— Start —
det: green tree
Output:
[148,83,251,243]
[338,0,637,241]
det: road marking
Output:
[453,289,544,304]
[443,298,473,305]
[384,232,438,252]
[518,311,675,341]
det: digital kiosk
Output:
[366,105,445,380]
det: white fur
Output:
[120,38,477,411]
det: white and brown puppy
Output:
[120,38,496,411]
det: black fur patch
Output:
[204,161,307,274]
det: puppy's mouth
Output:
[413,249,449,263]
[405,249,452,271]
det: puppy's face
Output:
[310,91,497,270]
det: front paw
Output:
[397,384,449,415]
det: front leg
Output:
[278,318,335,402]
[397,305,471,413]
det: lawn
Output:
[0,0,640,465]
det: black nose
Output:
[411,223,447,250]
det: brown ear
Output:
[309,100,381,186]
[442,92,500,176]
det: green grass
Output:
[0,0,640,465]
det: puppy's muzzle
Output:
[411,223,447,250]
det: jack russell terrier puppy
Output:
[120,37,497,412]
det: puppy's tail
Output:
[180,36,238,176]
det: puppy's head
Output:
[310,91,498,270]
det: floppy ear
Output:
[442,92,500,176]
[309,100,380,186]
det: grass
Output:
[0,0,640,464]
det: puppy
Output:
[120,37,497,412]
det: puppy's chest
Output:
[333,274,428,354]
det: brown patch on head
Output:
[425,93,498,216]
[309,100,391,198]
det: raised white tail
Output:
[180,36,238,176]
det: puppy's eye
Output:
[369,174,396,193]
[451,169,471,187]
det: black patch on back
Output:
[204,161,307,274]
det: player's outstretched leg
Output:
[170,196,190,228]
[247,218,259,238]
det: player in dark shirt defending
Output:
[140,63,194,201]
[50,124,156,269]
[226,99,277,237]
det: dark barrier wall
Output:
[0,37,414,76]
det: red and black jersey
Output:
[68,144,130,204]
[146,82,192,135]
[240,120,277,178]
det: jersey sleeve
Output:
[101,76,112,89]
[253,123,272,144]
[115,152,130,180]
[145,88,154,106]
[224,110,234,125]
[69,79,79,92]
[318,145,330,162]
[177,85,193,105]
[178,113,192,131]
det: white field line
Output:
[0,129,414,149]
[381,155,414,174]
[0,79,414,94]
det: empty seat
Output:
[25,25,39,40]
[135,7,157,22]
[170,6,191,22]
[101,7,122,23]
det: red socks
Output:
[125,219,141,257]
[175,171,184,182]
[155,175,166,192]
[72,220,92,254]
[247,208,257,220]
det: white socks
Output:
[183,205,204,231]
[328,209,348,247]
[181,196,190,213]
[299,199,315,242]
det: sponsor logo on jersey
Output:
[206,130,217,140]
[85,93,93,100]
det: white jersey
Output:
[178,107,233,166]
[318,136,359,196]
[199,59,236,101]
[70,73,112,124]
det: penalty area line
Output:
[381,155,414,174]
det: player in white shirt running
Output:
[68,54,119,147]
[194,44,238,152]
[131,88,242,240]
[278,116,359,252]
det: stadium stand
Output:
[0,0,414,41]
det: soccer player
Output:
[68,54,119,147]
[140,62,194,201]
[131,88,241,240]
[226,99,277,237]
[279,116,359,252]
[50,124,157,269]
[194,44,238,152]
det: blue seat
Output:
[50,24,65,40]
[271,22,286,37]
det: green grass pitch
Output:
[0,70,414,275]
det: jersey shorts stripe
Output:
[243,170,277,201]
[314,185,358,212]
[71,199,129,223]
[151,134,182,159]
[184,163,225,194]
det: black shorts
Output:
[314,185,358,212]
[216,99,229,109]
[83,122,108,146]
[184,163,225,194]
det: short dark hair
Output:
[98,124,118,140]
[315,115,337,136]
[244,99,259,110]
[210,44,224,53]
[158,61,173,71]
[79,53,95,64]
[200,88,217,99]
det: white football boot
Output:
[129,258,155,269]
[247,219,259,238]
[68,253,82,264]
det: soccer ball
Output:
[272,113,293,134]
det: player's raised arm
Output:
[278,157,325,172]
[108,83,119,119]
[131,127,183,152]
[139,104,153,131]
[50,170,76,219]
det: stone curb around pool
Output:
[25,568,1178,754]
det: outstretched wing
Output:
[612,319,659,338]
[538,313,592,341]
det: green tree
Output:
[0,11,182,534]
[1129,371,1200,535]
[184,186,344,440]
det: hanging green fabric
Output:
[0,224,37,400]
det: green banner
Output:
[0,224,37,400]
— End —
Copy all of the material above, line by line, with no changes.

det: green tree
Output:
[148,83,251,243]
[338,0,637,241]
det: road marking
Output:
[453,289,544,304]
[443,298,473,305]
[384,232,438,252]
[518,311,675,341]
det: digital kiosk
Output:
[366,105,445,380]
det: white fur
Output:
[120,38,477,411]
det: white and brown puppy
Output:
[120,38,496,411]
det: black fur patch
Output:
[204,161,307,274]
det: puppy's mouth
Output:
[413,249,449,263]
[405,249,452,271]
det: puppy's face
Output:
[310,91,497,270]
det: front paw
Output:
[397,384,449,415]
det: front leg
Output:
[278,318,335,402]
[397,305,471,413]
det: lawn
Output:
[0,0,640,465]
det: black nose
Output:
[411,223,447,250]
det: brown ear
Output:
[309,100,381,186]
[442,92,500,176]
det: green grass
Output:
[0,0,640,465]
det: puppy's muzzle
Output:
[411,223,447,250]
det: jack russell terrier puppy
Output:
[120,37,497,412]
det: puppy's tail
Output:
[180,36,238,176]
det: puppy's head
Output:
[310,91,498,270]
det: floppy ear
Output:
[442,92,500,176]
[309,100,380,186]
det: grass
Output:
[0,0,640,464]
det: puppy
Output:
[120,37,497,412]
det: puppy's chest
Output:
[333,274,428,354]
det: brown patch on head
Output:
[425,93,498,216]
[309,100,391,198]
det: raised white tail
Output:
[180,36,238,176]
det: puppy's eye
Output:
[369,174,396,193]
[451,169,471,187]
det: black patch on back
Output:
[204,161,307,274]
det: player's outstretched leg
Output:
[170,196,190,228]
[247,218,259,238]
det: player in dark shirt defending
Output:
[140,63,194,201]
[50,124,156,269]
[226,99,277,237]
det: dark barrier wall
Output:
[0,37,414,76]
det: red and black jersey
Output:
[68,144,130,204]
[146,82,192,135]
[240,120,277,178]
det: jersey sleeve
Output:
[101,76,112,89]
[253,123,272,144]
[115,152,130,180]
[145,88,154,106]
[224,110,234,125]
[69,79,79,92]
[318,145,330,162]
[177,85,193,105]
[178,113,192,131]
det: white field line
Output:
[0,129,414,149]
[381,155,414,174]
[0,79,414,94]
det: empty seat
Output:
[25,25,39,40]
[135,7,157,22]
[170,6,191,22]
[101,7,122,23]
det: red socks
Output:
[125,219,141,257]
[175,171,184,182]
[155,175,166,192]
[72,220,92,254]
[247,208,257,220]
det: white socks
Output:
[183,205,204,231]
[328,209,348,247]
[181,196,190,213]
[299,199,315,242]
det: sponsor logo on jersey
Output:
[206,130,217,140]
[85,93,93,100]
det: white jersey
Output:
[178,107,233,166]
[318,136,359,196]
[199,59,236,101]
[70,73,112,124]
det: penalty area line
Output:
[381,155,414,174]
det: player in white shirt running
Output:
[68,54,119,147]
[194,44,238,152]
[131,88,242,240]
[278,116,359,252]
det: stadium stand
Output:
[0,0,414,41]
det: soccer player
Output:
[68,54,119,147]
[140,62,194,201]
[131,88,241,240]
[226,99,277,237]
[279,116,359,252]
[50,124,157,269]
[194,44,238,152]
det: blue seat
Output:
[50,24,65,40]
[271,22,286,37]
det: green grass pitch
Output:
[0,70,414,275]
det: jersey shorts stripe
Output:
[243,170,277,201]
[314,185,358,212]
[71,199,129,223]
[151,134,182,159]
[184,163,225,194]
det: black shorts
Output:
[314,185,358,212]
[216,99,229,109]
[83,122,108,146]
[184,163,225,194]
det: short dark hair
Output:
[98,124,118,140]
[315,115,337,136]
[244,99,259,110]
[210,44,224,53]
[158,61,173,71]
[79,53,95,64]
[200,88,217,99]
det: white football boot
Output:
[129,258,155,269]
[247,219,259,238]
[68,253,82,264]
det: soccer ball
Output:
[272,113,293,134]
det: player's raised arm
Output:
[278,157,325,172]
[108,83,119,119]
[131,127,183,152]
[139,104,153,131]
[50,170,76,219]
det: stone curb around pool
Output:
[25,568,1178,754]
det: outstretched wing
Output:
[612,319,659,338]
[538,313,592,341]
det: green tree
Output:
[0,11,182,534]
[1129,371,1200,535]
[184,186,344,440]
det: hanging green fabric
Output:
[0,224,37,400]
det: green banner
Output:
[0,224,37,400]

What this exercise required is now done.